## start INPUT ROWS

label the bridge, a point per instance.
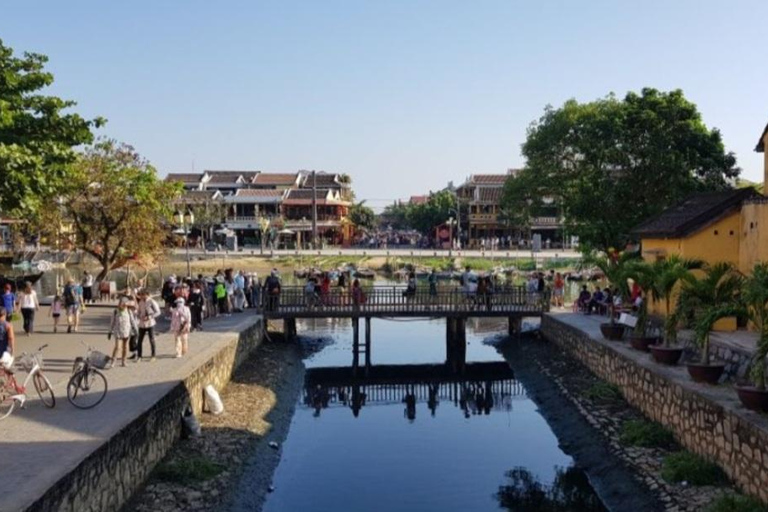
(480, 388)
(455, 305)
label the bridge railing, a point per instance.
(379, 300)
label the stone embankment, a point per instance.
(107, 478)
(707, 420)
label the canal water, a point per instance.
(427, 441)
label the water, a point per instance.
(460, 447)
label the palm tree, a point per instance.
(711, 297)
(667, 273)
(755, 298)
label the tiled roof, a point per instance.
(489, 195)
(265, 178)
(184, 177)
(692, 214)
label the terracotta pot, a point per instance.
(666, 355)
(613, 332)
(708, 373)
(642, 343)
(753, 398)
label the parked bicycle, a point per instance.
(13, 394)
(88, 386)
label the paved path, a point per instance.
(40, 445)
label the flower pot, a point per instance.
(666, 355)
(642, 343)
(613, 332)
(708, 373)
(753, 398)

## end INPUT ROWS

_AIM OF THE EXERCISE_
Convert the entries above into a JSON list of strings, one string per line, skipping blank lines and omitting the pictures.

_EXERCISE OUTPUT_
[
  "label the bridge, a point per instance.",
  "(480, 388)",
  "(455, 305)",
  "label the bridge railing, a point per instance.",
  "(379, 300)",
  "label the stone embankment, a point per instance.",
  "(107, 478)",
  "(707, 420)",
  "label the canal water, a point per instance.",
  "(427, 441)",
  "label the water, a point per instance.",
  "(460, 447)",
  "label the palm tree, a point per instance.",
  "(711, 297)",
  "(667, 273)",
  "(755, 298)",
  "label the tiled roof, a point per instance.",
  "(489, 195)",
  "(265, 178)",
  "(184, 177)",
  "(692, 214)",
  "label the terracotta pot, a point per instance.",
  "(666, 355)",
  "(613, 332)",
  "(708, 373)",
  "(642, 343)",
  "(753, 398)",
  "label the parked bicycle, a point per instance.",
  "(13, 394)",
  "(88, 386)",
  "label the paved path, a point per instance.",
  "(40, 445)",
  "label the flower pot, a point per instance.",
  "(666, 355)",
  "(642, 343)",
  "(613, 332)",
  "(708, 373)",
  "(753, 398)"
]